Quoted passage =
In this the second part of our 2012/12 Barclays Premier League preview, I’ll take a look at the teams likely to be involved in the relegation dogfight come the end of the season and which team may be the surprise package. The article will conclude with a list of predictions, from which teams will make the Champions’ League spots to which player will complete the most passes during the upcoming season.
When looking at who may be relegated from the Premier League in any season, it is always sensible to begin with the clubs who have just emerged from the Championship. This year, those three clubs are Reading, Southampton and West Ham.
Reading won the Championship title last year with a haul of 89 points from 46 games, narrowly edging out, long time leaders, Southampton who finished the campaign just one point behind the Royals. Manager Brian McDermott took over from Brendan Rodgers in 2009 and prior to that spent eight years at the club in a scouting capacity, so he knows the club and his players well.
Having been defeated by Rodgers’ Swansea 4-2 in the 10/11 play-off final, McDermott and his side were at an all-time low, it took a while for the hangover to clear and things to start picking up again. After a poor start to the 11/12 campaign, the Royals got back on track in December with four straight wins and after Christmas they embarked on a run which would see them lose just once in their last 17 games; a sequence which would carry them to ultimate glory.
The signing of Jason Roberts from Blackburn in January was an inspired move as the veteran, journeyman striker played a pivotal role in Reading’s revival, embodying the spirit of his new boss on the pitch. The key to the Royal’s success in the first half of this year was their mean back four which allowed them to win many matches 1-0 and, although their away form wasn’t bad, it was the Royals’ form at the Madejski that made their push to the top of the league possible.
So far this summer, Reading have added six new faces. Danny Guthrie, Adrian Mariappa, Chris Gunter, Pavel Pogrebnyak, Garath McCleary have all come in, with left-back Nicky Shorey returning to his former stamping ground. Reinforcements have arrived but are they good enough to keep Reading in with the big boys for more than one season?
Pogrebnyak is a goal-scorer. He showed that in his brief spell at Fulham, however, his career before arriving in London had tailed off and it is unclear whether the big Russian has the quality to be a consistent Premier League performer. Jason Roberts is a handful and was exactly the type of player Reading needed when they signed him, however, many would say that his Premier League days are behind him. McCleary is interesting, the winger having scored nine goals for Forest last season, but again, there must be huge question-marks over his readiness for the top-level. The others are solid at lower-levels but are all relatively untested in the Premier League, with the exception of Danny Guthrie who did well for Newcastle last year when called upon to play.

Instructions =
[a] Answer these from the Premier League preview:
(i) How many points did Reading collect in winning the Championship?
(ii) Which club was Jason Roberts signed from?
(iii) How many goals did McCleary score for Forest last season?
[b] Repeat word for word the part of the Premier League preview from "The signing of" up to and including "the league possible.".

Entries provided =
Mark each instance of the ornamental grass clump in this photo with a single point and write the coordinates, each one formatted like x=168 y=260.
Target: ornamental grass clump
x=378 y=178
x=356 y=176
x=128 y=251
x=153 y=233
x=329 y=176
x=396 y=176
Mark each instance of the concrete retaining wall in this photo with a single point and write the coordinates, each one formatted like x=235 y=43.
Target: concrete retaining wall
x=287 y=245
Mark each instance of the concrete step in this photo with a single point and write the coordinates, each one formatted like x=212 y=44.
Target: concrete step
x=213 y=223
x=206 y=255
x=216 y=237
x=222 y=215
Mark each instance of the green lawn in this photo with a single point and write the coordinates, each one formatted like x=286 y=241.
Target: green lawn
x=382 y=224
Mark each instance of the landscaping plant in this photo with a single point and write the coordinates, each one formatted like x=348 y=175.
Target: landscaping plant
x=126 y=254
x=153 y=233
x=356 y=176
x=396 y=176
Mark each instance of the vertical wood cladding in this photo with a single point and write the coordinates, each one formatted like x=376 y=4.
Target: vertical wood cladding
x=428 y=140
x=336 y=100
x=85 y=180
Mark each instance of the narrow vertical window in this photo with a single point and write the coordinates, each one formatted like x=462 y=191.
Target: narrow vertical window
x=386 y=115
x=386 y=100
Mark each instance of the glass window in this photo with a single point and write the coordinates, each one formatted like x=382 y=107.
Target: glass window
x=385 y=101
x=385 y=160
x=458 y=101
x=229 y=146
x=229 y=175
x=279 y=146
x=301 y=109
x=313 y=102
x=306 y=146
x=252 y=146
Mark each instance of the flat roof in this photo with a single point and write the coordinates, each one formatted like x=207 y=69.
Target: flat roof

Results of the tasks =
[a]
(i) 89 points, from 46 games.
(ii) Blackburn.
(iii) Nine.

[b]
The signing of Jason Roberts from Blackburn in January was an inspired move as the veteran, journeyman striker played a pivotal role in Reading’s revival, embodying the spirit of his new boss on the pitch. The key to the Royal’s success in the first half of this year was their mean back four which allowed them to win many matches 1-0 and, although their away form wasn’t bad, it was the Royals’ form at the Madejski that made their push to the top of the league possible.